第1クールでは前作のオープニングを」担当したT.M.Revolutionと玉置成実がそれぞれOP・EDに起用される。まさにここから音楽面でのムーブメントが始まる。まさにアニメのゴールデンタイムと言うべき土6で放映という事もあり注目され、OP1「ignited-イグナイテッド- 」がリリース。この週間チャートで世間は驚愕する。なんと当時2週連続1位で社会現象となっていたORANGE RANGEを抑えて初登場1位となった。(トロイカ体制で彼らのグループはBLEACHのOP1も) ちなみに彼自身としては「HOT LIMIT」以来実に6年半振りのオリコン1位で尚且つオリコン通算900作品目の1位でありガンダムシリーズでは史上初めての1位ともなり森口博子や TWO-MIX、西城秀樹でさえも成し遂げなかった快挙を達成する。翌週発売されたED1はオリコン2位(1位はORANGE RANGEの返り咲き)、OP1が5位という順位となり玉置成実自身も過去最高の売上を記録する。
第2クールでは180度変わり新人HIGH and MIGHTY COLORと一般層には知名度皆無だった有坂美香を起用される。有坂美香は無限のリヴァイアスと十二国記の主題歌を担当しアニメファン層には一定の知名度はあったが、一般層には皆無だった。しかしこの2つもまたヒットを飛ばしPRIDEは無名の新人としては異例のオリコン2位にランクインし当年の日本レコード大賞新人賞を受賞する。後にも先にも日本レコード大賞でガンダム関連曲の受賞はPRIDEのみである。Life Goes onは有坂美香自身が初めてデイリーチャート1位・週間チャートでは4位となり過去最高順位を記録。両者とも音楽番組への出演も多くなりスマッシュヒットとなる。

### 提供資料:
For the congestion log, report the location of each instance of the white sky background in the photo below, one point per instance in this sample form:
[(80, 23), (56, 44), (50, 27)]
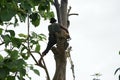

### 課題の指示:
ガンダムシリーズの主題歌とチャートでの成績を扱った本文を、最後の文の後から書き継いでください。

### 課題の解答:
これに味をしめたSMEは第3クールでさらなる新人を投入する。平成生まれの新人高橋瞳とアニメトロイカ体制によりBLEACHでED1を担当していた新人Rie fuを起用する。平成生まれの新人が前作で同じ新人でデビューした玉置成実並の順位の期待と1位→2位と続いた順位への重圧が彼女を襲ったが、なんとここでオリコン初登場1位を記録し、平成生まれソロアーティストでは初めて1位を獲得し近藤真彦・内田有紀に続く新人ソロアーティスト初登場1位を記録。翌週発売されたED3はRie fu過去最高のオリコン5位を記録。各種メディアではアニメタイアップで奇跡と言える順位が連発した事により当作品及び担当アーティストの特集が軒並みに組まれ「ガンダムに起用されたアーティストは軒並みヒットを飛ばす『ガンダム神話』」と称する言葉もミュージックステーションで発生する程であった。
第4クールではアニメタイアップは初となるCHEMISTRYと前作EDを担当したSee-Sawを起用する。OP4はSMAPがいた事も関係しオリコンは2位となる。ED4は前作EDであるあんなに一緒だったのにを上回り4位となる。尚、挿入歌は暁の車と同じ製作陣で作られた「焔の扉」はガンダム挿入歌では初となるデイリーチャート1位・週間5位を記録し話題となり同枠の後番組「BLOOD+」へと繋がりを託す事となる。
こうして2004年からの1年間。DVDも売れ、主題歌も売れ、ガンプラも売れたムーブメントは完結した。尚、主題歌を集めたコンプリートベストアルバムはアルバムでオリコン1位になった。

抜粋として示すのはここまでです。